== Passage shown ==
◇ ◇ ◇ ◇

Here’s how I configured my WordPress server to handle huge traffic spikes. It’s easier than you think.
For those who have seen smoke coming from your server in the garage, you know.
But for those who haven’t, here’s a bit of history as I remember it:
In the 1990s Slashdot used to link to interesting websites and blogs. If you wrote about using Linux as a NAT router for your entire University, assembled a huge aircraft carrier out of Legos, built a nuclear reactor in your basement, or made a roller coaster in your backyard; you’d end up on Slashdot.
Slashdotted. The problem is Slashdot became so popular and drove so much traffic to small websites, it started crashing sites just by linking to them! It was similar to a denial of service (DoS) attack. This is the “Slashdot Effect“.
Twenty years later, a number of sites have been known to generate enough traffic to take a site down. Drudge Report, Reddit, Twitter, etc. This is notoriously known as the “Internet Hug of Death“.
There are plenty of hosting providers that will charge $2,000/month to handle this kind of load. But I’m a bit thrifty; it’s simple and inexpensive to engineer for this kind of traffic.
Here are the four steps I took to handle traffic spikes:
Step 1. Get a fast physical server
Although, I think step 4 would let you get away with a Pi, it doesn’t hurt to have a fast server. I have this site configured in a VM with 4-cores on a modern Xeon CPU and 8GB memory, which seems to be plenty, if not overkill. The physical host has 28 cores and 512GB memory, so I can vertically scale quite a bit if needed. Very little traffic actually hits the server because I use Cloudflare, but I like it to be able to handle the traffic just in case Cloudflare has problems. I run the server on Ubuntu 20.04 LTS under Proxmox.
Step 2. Use an efficient web server
I learned the hard way that Apache runs out of CPU and memory when handling large concurrent loads. NGINX or OpenLiteSpeed are much better at serving a large number of simultaneous requests. I use OpenLiteSpeed, because it integrates well with the LiteSpeed Cache WordPress plugin. I believe LiteSpeed Cache is the most comprehensive WordPress caching system that doesn’t cost a dime.

◇ ◇ ◇ ◇

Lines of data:

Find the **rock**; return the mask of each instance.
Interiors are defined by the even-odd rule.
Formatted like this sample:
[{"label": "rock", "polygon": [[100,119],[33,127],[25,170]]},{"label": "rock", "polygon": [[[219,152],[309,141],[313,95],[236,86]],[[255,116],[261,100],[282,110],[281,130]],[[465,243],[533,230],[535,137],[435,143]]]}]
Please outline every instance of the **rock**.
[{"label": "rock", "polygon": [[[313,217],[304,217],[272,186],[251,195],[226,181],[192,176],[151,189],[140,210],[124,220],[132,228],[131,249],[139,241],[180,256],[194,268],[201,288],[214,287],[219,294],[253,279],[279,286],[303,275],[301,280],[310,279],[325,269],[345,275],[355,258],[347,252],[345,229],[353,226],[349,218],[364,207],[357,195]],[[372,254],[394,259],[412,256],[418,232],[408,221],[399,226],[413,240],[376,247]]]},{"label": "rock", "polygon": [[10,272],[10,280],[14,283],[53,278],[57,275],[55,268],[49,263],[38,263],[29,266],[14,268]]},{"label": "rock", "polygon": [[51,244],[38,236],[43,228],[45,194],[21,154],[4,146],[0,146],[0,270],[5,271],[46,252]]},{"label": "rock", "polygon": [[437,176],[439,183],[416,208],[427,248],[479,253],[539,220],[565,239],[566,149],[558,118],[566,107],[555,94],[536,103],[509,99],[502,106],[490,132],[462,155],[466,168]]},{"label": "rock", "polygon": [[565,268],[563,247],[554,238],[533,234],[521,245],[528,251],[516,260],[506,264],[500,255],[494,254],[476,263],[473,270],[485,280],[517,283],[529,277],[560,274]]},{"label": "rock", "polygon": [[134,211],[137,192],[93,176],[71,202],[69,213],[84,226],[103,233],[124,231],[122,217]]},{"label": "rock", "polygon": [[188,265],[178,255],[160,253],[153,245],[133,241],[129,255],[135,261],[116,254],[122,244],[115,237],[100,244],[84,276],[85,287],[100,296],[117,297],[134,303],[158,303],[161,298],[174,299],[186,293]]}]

◇ ◇ ◇ ◇

== Task set ==
A. In the WordPress traffic post, why does the author want a fast server even though Cloudflare keeps most traffic away from it? Answer in one to three sentences.
B. Retype the records starting with their first line and going on through the line with "Please outline every", keeping both of those lines.

== Solutions in order ==
A. Cloudflare means very little traffic actually hits the server. The author still wants the server to be able to handle the traffic in case Cloudflare has problems.

B.
Find the **rock**; return the mask of each instance.
Interiors are defined by the even-odd rule.
Formatted like this sample:
[{"label": "rock", "polygon": [[100,119],[33,127],[25,170]]},{"label": "rock", "polygon": [[[219,152],[309,141],[313,95],[236,86]],[[255,116],[261,100],[282,110],[281,130]],[[465,243],[533,230],[535,137],[435,143]]]}]
Please outline every instance of the **rock**.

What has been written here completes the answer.